# [Recorded data]
-- Opening Marker --
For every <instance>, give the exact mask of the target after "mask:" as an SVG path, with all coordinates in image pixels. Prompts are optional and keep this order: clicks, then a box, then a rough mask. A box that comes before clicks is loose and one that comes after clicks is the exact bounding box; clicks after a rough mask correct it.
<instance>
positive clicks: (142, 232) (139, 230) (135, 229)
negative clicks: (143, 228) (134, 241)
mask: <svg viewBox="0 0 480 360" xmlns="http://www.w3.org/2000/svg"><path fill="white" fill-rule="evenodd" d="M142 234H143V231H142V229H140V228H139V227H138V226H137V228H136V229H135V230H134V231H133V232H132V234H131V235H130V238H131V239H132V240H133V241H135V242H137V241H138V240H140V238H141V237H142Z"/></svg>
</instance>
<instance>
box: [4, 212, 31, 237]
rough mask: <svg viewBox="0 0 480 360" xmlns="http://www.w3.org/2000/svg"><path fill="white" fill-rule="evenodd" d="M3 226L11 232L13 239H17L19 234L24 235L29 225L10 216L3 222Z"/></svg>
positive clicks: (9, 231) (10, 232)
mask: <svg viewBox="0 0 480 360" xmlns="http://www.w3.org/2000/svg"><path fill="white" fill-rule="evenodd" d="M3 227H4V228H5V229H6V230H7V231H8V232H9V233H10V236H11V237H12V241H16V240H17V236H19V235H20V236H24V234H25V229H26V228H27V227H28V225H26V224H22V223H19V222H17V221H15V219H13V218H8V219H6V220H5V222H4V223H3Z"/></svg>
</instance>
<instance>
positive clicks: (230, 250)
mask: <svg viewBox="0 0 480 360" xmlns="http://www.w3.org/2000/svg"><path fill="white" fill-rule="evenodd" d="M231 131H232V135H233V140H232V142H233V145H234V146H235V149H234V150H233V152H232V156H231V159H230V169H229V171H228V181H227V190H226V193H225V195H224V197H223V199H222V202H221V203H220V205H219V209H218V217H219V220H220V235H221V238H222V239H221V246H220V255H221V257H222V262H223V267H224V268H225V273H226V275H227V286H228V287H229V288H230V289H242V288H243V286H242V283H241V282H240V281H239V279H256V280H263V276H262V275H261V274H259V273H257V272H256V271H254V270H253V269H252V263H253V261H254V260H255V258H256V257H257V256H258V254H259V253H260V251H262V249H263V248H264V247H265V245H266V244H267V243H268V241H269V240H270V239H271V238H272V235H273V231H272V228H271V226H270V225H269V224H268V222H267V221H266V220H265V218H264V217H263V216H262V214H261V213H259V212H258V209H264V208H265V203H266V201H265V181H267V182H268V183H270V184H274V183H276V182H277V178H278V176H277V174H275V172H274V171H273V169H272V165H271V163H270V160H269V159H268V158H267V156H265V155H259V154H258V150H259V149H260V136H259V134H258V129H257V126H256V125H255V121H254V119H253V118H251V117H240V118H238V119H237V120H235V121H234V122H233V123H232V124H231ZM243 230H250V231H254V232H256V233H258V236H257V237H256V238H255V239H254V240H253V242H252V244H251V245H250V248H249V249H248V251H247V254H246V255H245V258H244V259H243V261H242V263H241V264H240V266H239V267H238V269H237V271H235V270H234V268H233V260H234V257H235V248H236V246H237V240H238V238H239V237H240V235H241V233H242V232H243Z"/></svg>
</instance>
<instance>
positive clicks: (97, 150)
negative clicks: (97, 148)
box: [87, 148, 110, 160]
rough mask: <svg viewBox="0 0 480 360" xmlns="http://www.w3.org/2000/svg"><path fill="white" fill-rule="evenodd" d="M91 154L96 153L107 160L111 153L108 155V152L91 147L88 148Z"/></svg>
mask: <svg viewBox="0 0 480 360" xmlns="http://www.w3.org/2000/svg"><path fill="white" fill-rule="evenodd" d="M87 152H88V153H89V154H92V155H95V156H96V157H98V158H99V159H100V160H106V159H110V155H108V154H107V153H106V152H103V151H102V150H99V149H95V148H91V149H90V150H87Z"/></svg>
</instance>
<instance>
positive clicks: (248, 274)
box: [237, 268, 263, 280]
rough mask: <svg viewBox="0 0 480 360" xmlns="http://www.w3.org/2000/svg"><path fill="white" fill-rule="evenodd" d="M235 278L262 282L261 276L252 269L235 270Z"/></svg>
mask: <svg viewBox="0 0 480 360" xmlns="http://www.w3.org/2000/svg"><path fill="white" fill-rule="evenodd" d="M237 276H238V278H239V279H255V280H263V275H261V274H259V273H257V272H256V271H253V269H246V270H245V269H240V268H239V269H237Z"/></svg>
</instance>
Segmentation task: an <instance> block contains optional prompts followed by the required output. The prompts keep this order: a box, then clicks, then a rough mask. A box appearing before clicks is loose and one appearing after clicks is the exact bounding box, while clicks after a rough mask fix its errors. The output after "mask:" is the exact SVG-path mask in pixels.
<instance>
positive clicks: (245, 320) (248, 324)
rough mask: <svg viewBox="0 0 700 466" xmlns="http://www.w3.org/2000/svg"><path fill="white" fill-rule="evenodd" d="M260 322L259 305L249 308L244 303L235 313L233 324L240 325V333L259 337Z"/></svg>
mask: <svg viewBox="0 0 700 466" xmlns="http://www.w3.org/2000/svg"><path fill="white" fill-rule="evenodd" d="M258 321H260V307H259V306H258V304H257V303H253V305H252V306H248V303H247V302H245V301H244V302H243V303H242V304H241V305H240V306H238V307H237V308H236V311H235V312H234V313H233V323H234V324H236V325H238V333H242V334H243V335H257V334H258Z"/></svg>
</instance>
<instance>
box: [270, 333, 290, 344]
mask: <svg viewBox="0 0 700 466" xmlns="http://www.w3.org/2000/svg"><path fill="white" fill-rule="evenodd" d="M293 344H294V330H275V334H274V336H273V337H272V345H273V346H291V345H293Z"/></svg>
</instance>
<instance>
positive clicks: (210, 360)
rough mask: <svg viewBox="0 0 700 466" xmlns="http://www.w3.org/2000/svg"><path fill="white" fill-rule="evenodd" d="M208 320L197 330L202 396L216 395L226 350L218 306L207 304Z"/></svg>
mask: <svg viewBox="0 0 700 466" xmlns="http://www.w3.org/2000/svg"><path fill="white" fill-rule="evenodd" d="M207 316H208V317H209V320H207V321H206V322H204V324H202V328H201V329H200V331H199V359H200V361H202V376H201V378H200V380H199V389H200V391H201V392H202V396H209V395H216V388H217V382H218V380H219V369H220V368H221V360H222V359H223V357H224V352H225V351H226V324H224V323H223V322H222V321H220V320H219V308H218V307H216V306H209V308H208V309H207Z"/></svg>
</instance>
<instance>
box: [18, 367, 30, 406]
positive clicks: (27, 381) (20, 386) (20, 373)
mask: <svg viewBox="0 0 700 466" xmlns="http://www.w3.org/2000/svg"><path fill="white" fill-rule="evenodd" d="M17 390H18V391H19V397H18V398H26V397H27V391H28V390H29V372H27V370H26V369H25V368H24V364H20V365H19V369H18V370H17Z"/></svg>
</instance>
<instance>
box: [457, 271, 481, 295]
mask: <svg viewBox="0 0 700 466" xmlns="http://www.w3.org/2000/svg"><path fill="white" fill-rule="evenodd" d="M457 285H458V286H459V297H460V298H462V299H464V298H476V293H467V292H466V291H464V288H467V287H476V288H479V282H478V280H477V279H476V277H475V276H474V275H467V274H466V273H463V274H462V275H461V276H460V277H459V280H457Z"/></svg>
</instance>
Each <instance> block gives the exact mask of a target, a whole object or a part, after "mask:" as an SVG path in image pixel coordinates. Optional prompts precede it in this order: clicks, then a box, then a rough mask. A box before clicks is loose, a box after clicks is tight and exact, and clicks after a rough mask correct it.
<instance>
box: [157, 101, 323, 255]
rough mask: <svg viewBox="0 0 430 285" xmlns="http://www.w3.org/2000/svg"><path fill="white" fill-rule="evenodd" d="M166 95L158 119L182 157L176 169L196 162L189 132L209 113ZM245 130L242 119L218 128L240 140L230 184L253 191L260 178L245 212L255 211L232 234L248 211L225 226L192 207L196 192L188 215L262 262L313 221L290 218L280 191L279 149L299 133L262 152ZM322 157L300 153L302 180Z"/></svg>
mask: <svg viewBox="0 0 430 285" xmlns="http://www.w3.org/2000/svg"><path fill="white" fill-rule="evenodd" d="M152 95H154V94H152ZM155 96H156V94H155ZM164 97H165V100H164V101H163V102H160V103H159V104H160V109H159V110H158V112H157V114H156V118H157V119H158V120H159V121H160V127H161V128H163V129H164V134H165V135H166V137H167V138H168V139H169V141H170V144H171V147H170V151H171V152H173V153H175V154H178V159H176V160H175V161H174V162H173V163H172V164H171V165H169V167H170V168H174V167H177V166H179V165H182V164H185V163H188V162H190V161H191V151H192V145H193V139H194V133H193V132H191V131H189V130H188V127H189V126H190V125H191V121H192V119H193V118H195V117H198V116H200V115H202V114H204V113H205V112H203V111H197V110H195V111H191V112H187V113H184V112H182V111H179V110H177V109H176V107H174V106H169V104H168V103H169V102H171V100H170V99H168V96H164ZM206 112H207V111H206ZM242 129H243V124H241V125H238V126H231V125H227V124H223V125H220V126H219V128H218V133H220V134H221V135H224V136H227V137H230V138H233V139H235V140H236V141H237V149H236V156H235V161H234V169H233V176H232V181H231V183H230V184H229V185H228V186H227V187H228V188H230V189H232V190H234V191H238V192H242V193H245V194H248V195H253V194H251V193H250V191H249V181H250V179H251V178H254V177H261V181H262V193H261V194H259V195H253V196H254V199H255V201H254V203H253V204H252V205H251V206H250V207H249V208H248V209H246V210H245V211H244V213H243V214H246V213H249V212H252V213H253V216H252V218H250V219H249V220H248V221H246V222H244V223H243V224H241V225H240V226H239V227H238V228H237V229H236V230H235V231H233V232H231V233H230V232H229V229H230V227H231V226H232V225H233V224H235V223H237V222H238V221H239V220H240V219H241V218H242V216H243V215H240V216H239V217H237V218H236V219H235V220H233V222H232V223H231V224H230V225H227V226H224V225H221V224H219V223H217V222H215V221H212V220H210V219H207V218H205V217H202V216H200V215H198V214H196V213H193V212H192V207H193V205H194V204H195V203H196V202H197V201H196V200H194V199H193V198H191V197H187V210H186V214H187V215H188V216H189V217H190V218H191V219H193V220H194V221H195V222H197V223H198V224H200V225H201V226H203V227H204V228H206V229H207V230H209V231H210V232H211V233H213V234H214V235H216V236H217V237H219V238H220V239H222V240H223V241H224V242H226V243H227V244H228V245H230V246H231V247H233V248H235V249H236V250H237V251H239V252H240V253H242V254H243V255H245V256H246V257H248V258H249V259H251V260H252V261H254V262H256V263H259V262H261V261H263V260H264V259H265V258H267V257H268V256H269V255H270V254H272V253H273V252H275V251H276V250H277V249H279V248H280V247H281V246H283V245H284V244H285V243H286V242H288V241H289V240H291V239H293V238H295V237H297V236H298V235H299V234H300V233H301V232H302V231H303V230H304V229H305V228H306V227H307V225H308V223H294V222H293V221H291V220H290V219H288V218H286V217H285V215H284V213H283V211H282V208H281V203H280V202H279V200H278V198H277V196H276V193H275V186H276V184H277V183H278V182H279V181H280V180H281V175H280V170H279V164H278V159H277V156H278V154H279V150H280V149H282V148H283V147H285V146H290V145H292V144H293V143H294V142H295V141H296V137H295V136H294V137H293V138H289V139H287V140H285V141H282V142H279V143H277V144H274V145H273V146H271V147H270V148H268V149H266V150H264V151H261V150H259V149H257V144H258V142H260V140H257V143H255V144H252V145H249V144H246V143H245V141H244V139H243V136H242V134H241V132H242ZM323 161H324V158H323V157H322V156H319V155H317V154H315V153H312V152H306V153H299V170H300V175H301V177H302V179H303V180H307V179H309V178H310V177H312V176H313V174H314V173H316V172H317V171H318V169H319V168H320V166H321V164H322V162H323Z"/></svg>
-- Closing Marker --
# [TASK PROMPT]
Copy every line above that holds the word "pixels".

# [RESULT OF THIS TASK]
For every <instance>, give the exact mask of the target after "mask:" as an SVG path, with all coordinates in image pixels. Prompts are optional and keep this order: clicks, then a box, then a rough mask. A box that comes before clicks is loose and one that comes after clicks is the exact bounding box; clicks after a rough mask correct it.
Segmentation task: an <instance> block contains optional prompts followed by the required output. The prompts keep this order: a box, then clicks, then a rough mask. A box appearing before clicks is loose and one appearing after clicks is the exact bounding box, while clicks after a rough mask fix its errors. The output after "mask:" is the exact SVG-path mask in pixels.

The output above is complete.